Please pick out every line in the records below that contains the word "brown" and copy each one. Case counts.

### Records for processing ###

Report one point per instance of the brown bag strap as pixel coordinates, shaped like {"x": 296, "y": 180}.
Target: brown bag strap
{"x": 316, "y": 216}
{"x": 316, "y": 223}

###
### Records for processing ###

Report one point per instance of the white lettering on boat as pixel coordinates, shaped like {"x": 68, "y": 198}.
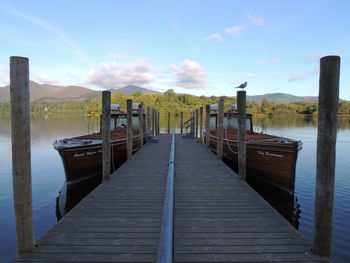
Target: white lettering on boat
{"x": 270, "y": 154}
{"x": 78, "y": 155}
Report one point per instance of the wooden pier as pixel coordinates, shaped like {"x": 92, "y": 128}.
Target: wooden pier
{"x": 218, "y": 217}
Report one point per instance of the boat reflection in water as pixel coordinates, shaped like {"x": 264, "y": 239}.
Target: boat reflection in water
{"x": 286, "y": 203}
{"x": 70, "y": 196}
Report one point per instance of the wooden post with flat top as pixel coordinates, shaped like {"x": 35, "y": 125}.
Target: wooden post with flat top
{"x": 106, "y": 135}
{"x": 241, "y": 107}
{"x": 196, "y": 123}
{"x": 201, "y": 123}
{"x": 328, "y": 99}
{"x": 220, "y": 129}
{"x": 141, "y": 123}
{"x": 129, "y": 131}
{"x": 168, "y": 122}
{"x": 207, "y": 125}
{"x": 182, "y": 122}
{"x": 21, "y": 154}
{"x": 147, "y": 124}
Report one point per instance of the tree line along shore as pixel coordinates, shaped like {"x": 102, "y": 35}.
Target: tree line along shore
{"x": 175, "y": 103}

###

**Solution for this exercise:**
Report one point per instance of the brown bag strap as pixel coordinates, shaped like {"x": 296, "y": 180}.
Target: brown bag strap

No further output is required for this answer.